AIM: Pick out each line of the rows below that contains the string "road", and copy every such line in full.

— START ENTRIES PROVIDED —

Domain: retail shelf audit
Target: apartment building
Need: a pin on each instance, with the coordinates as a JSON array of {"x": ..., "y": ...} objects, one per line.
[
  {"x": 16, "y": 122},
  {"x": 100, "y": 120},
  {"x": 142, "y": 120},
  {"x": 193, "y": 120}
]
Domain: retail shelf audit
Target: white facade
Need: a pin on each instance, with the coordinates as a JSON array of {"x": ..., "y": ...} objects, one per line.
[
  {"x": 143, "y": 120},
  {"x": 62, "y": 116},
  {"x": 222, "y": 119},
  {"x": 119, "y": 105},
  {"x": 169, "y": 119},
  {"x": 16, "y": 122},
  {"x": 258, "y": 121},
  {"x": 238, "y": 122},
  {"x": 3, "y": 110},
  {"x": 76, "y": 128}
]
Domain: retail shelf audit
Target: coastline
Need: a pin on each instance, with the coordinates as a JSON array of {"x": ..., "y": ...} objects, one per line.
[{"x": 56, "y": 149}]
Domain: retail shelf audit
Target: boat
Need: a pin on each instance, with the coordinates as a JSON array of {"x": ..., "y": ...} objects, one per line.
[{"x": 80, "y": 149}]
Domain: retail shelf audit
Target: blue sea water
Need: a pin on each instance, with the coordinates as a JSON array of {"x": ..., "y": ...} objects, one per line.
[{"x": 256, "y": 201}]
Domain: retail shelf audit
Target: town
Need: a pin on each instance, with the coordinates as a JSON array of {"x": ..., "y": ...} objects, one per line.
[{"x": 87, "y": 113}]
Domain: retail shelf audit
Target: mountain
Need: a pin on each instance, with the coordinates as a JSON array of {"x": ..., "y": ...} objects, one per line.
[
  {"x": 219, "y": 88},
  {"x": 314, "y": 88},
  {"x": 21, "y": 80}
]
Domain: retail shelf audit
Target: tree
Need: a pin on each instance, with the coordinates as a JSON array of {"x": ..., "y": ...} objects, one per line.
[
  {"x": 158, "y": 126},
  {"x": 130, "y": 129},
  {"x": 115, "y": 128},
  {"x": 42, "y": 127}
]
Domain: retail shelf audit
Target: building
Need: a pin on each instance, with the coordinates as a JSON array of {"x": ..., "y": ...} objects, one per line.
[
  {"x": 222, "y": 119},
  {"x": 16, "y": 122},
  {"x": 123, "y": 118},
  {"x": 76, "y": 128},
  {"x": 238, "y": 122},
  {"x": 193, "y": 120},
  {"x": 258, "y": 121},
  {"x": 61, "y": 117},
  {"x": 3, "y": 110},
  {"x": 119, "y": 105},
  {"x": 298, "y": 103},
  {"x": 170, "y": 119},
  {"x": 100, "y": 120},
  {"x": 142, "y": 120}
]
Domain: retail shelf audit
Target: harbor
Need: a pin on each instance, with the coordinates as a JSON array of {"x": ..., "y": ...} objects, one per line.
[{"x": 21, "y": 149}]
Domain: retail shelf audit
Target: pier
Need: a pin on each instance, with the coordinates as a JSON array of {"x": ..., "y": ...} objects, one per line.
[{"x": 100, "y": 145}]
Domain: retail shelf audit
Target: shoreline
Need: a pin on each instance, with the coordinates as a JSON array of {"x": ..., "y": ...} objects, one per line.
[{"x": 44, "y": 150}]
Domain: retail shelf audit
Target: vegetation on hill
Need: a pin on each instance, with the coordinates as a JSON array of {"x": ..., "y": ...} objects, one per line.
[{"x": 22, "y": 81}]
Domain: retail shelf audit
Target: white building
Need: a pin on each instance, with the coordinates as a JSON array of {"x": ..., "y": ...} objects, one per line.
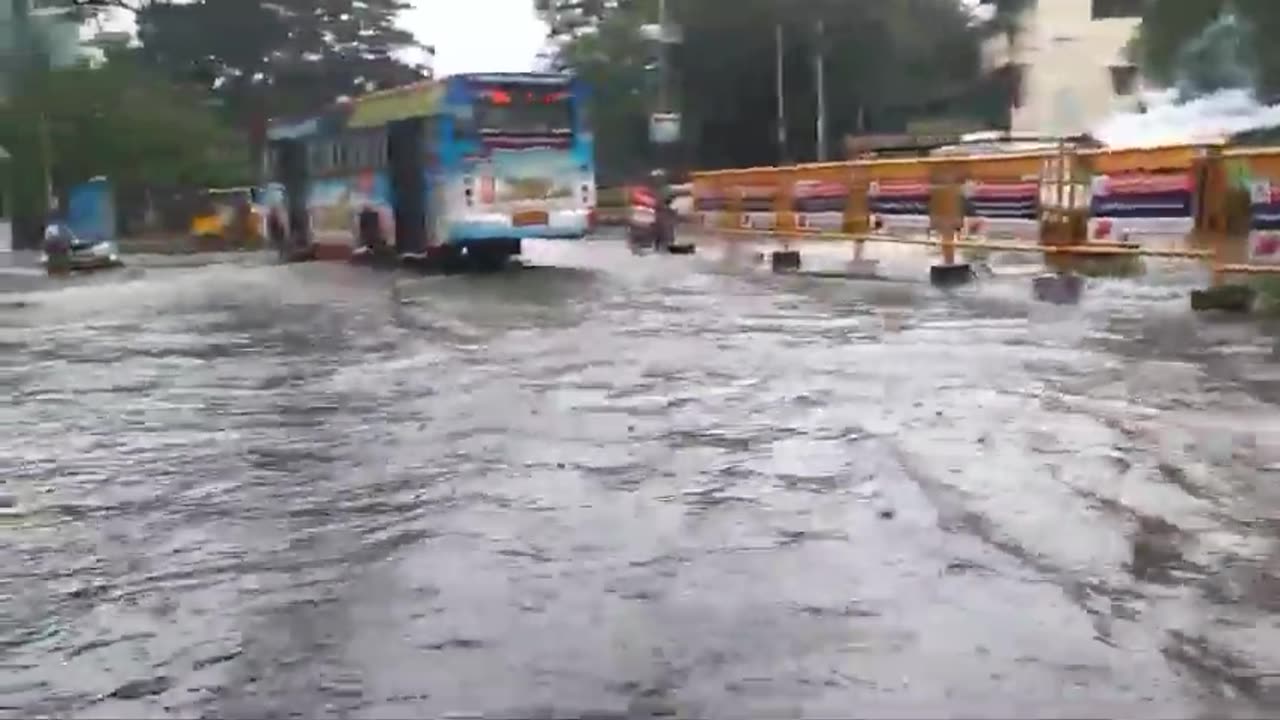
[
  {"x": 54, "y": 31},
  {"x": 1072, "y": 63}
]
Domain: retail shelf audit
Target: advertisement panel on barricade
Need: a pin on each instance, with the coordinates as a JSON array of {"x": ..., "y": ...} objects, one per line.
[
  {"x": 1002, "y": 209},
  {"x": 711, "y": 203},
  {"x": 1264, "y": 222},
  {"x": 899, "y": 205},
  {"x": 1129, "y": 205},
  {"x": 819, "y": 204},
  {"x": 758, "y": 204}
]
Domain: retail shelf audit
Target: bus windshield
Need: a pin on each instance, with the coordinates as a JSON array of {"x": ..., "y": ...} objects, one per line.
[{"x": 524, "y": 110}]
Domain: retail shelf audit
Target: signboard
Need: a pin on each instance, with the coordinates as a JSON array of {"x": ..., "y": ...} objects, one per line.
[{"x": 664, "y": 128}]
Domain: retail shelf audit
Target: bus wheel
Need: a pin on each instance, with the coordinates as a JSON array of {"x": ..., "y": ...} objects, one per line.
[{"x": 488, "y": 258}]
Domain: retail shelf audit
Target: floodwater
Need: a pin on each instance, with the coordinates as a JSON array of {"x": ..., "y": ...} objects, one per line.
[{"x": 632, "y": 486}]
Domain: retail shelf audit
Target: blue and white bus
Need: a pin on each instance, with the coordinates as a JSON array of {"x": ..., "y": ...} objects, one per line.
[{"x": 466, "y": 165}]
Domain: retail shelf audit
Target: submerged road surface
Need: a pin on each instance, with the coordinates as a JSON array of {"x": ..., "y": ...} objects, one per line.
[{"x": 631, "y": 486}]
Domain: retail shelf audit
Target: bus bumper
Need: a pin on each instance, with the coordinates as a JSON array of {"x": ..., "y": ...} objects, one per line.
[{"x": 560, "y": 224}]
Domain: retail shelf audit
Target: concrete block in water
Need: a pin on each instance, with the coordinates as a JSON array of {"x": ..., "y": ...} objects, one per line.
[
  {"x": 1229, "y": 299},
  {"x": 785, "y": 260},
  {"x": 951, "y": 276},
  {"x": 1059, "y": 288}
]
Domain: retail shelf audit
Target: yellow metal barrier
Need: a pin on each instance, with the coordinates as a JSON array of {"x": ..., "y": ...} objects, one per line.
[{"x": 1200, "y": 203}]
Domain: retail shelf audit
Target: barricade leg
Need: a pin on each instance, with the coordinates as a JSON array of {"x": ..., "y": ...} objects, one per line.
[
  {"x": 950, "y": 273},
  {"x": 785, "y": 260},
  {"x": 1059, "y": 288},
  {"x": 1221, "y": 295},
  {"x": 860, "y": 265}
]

— END ENTRIES PROVIDED —
— START ENTRIES PROVIDED —

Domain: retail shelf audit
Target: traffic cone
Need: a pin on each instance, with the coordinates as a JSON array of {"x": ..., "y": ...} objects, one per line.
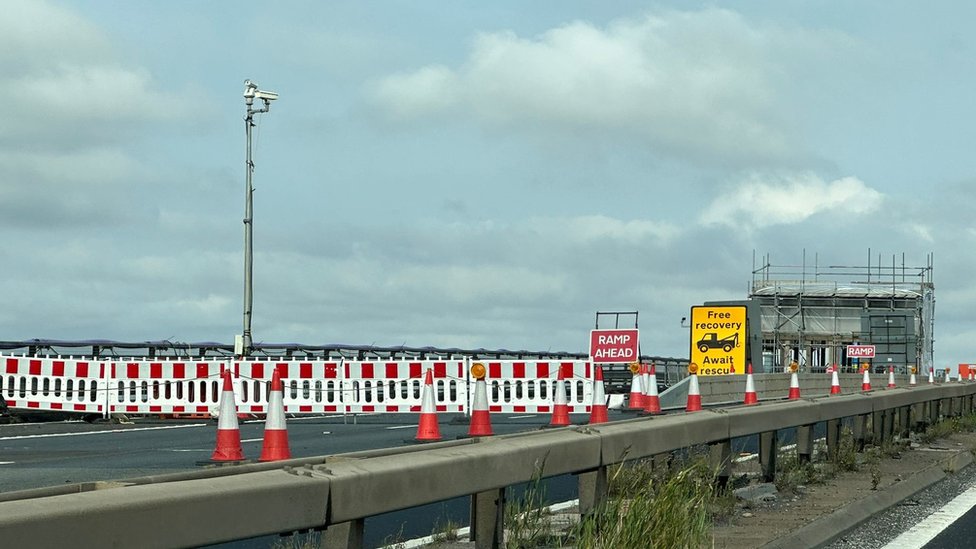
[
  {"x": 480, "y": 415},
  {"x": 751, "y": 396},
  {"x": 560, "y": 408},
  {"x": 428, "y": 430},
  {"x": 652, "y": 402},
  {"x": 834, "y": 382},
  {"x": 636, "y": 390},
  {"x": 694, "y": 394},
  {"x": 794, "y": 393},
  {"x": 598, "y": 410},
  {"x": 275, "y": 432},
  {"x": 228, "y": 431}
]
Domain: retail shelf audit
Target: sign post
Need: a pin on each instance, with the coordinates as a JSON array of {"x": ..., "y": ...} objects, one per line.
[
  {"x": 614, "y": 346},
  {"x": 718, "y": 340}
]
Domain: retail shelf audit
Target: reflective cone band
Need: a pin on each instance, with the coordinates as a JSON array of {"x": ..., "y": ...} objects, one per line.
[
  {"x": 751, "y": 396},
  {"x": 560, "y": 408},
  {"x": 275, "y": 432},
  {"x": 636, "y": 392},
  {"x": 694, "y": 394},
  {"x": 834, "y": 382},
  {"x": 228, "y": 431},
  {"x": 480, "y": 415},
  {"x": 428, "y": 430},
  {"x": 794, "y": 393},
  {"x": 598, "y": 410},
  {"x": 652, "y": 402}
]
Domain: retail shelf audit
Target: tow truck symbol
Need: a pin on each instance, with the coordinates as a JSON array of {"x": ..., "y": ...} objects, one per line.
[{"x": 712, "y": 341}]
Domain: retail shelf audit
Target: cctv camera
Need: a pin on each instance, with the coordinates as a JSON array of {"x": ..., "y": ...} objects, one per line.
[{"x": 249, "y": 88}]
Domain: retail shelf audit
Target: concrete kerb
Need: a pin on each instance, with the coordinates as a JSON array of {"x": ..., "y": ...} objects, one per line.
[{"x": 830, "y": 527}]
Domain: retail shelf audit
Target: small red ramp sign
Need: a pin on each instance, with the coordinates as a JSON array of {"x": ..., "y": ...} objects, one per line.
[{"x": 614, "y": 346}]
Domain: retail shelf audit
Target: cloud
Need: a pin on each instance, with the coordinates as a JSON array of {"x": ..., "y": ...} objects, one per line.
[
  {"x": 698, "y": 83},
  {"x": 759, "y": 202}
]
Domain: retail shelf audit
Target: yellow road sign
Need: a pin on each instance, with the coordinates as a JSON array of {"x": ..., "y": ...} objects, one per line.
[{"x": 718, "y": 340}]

— END ENTRIES PROVIDED —

RESULT:
Target: submerged road surface
Target: yellow road sign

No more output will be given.